■ RECORDED INFORMATION
==*==

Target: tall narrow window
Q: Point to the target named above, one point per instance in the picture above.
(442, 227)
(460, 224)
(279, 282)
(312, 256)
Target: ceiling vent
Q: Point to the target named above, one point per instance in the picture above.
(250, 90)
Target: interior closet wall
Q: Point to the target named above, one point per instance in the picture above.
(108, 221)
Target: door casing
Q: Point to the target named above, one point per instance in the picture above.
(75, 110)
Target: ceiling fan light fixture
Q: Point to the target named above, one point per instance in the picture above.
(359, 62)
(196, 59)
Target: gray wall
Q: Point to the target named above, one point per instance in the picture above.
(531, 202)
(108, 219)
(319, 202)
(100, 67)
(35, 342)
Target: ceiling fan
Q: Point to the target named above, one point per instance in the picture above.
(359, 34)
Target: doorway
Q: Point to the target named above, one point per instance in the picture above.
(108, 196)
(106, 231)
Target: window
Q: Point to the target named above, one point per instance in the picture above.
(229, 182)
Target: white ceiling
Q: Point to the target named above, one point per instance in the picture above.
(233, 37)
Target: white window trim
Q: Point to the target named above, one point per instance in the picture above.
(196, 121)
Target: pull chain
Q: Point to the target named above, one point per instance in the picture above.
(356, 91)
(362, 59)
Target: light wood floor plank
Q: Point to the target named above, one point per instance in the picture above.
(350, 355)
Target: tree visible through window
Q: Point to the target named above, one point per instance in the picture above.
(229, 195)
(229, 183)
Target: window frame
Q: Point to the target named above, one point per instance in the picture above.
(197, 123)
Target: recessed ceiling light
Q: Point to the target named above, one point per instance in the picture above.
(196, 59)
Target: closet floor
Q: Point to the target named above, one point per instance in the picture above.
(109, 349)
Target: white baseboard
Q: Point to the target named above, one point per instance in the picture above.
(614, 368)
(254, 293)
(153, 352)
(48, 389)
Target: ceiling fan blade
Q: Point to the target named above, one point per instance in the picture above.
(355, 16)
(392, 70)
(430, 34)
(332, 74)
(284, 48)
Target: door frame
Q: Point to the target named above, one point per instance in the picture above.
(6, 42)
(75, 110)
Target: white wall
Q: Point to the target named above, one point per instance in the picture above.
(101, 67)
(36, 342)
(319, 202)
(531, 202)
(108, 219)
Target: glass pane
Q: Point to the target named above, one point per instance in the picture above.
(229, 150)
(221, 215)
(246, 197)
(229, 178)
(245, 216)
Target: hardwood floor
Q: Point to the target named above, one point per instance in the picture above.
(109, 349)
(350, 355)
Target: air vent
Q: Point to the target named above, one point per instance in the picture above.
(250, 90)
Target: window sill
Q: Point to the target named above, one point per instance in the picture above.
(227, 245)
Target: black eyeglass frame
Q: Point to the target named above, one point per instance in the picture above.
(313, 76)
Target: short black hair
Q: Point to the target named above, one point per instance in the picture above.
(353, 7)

==*==

■ THE PROBLEM
Recast the listing above as a Markdown table with two columns, Row and Line. Number each line in order and leave out any blank lines.

■ TASK RESPONSE
| Row | Line |
|---|---|
| 1 | Target: tall narrow window |
| 2 | Q: Point to the target named above, one point per instance in the picture above. |
| 3 | (442, 227) |
| 4 | (460, 224) |
| 5 | (279, 282) |
| 6 | (312, 256) |
| 7 | Target: ceiling vent |
| 8 | Q: Point to the target named above, one point per instance in the picture above. |
| 9 | (250, 90) |
| 10 | Target: interior closet wall |
| 11 | Q: Point to the target named above, one point per instance in the picture above. |
| 12 | (108, 221) |
| 13 | Target: door casing |
| 14 | Q: Point to the target named above, one point per instance in the picture above. |
| 15 | (75, 110) |
| 16 | Target: ceiling fan light fixture |
| 17 | Q: Point to the target named above, one point per instance in the picture above. |
| 18 | (359, 62) |
| 19 | (196, 59) |
| 20 | Target: gray wall |
| 21 | Q: Point to the target named above, one point per instance in the picture above. |
| 22 | (531, 202) |
| 23 | (108, 219) |
| 24 | (319, 202) |
| 25 | (100, 67) |
| 26 | (35, 342) |
| 27 | Target: ceiling fan |
| 28 | Q: Point to the target named above, one point per instance in the picture above. |
| 29 | (359, 34) |
| 30 | Target: doorway |
| 31 | Q: Point to the target named above, one point per instance in the picture above. |
| 32 | (108, 196) |
| 33 | (106, 231) |
| 34 | Target: window |
| 35 | Q: Point to the target named above, one point per instance in the picture above. |
| 36 | (229, 182) |
| 37 | Target: white ceiling |
| 38 | Q: Point to the target named above, one point per instance in the picture above. |
| 39 | (233, 37) |
| 40 | Target: white window trim |
| 41 | Q: Point to the target named above, one point per instance in the picture above. |
| 42 | (196, 121) |
| 43 | Target: pull chain |
| 44 | Q: Point to the target named above, one point per instance in the picture above. |
| 45 | (356, 91) |
| 46 | (362, 59) |
| 47 | Target: light wood floor plank |
| 48 | Q: Point to the target named above, one point per instance in the picture above. |
| 49 | (350, 355) |
| 50 | Target: tree visible through window |
| 51 | Q: Point to the target named above, one point per instance in the picture above. |
| 52 | (229, 195) |
| 53 | (229, 183) |
| 54 | Target: window frame |
| 55 | Q: Point to the target named above, one point per instance in the picture above. |
| 56 | (197, 123) |
| 57 | Target: recessed ceiling light |
| 58 | Q: Point to the target named above, one point per instance in the picture above. |
| 59 | (196, 59) |
| 60 | Target: closet floor |
| 61 | Q: Point to the target named above, one point per instance in the picture above. |
| 62 | (109, 349) |
| 63 | Target: white baseboard |
| 64 | Q: Point to the target named above, one point per instance in the picture above. |
| 65 | (614, 368) |
| 66 | (254, 293) |
| 67 | (153, 352) |
| 68 | (48, 389) |
| 69 | Target: ceiling fan blade |
| 70 | Q: Point to the target named above, one point per instance in the picture above. |
| 71 | (355, 16) |
| 72 | (392, 70) |
| 73 | (430, 34) |
| 74 | (332, 74) |
| 75 | (284, 48) |
| 76 | Target: door frame |
| 77 | Q: Point to the target named above, one point per instance in the picture above. |
| 78 | (6, 42) |
| 79 | (75, 110) |
| 80 | Target: white wall |
| 81 | Q: Point to the target named above, one point per instance in the picture above. |
| 82 | (101, 67) |
| 83 | (36, 342) |
| 84 | (319, 202) |
| 85 | (531, 202) |
| 86 | (108, 219) |
| 87 | Target: glass pane |
| 88 | Q: Point to the target named above, one point per instance in the picture above. |
| 89 | (229, 150) |
| 90 | (221, 215) |
| 91 | (246, 197) |
| 92 | (229, 178) |
| 93 | (245, 216) |
| 94 | Target: hardwood floor |
| 95 | Q: Point to the target named above, one point per instance in the picture above. |
| 96 | (109, 349) |
| 97 | (350, 355) |
| 98 | Target: air vent |
| 99 | Q: Point to the target named above, one point per instance in the picture above. |
| 100 | (250, 90) |
| 101 | Target: window sill |
| 102 | Q: Point to the target named above, one point per instance in the picture above. |
| 103 | (227, 245) |
| 104 | Target: black eyeglass frame |
| 105 | Q: Point to the target named above, one point per instance in the picture above. |
| 106 | (313, 76) |
| 107 | Target: short black hair |
| 108 | Q: Point to the target named above, one point per instance in the picture above. |
| 109 | (353, 7) |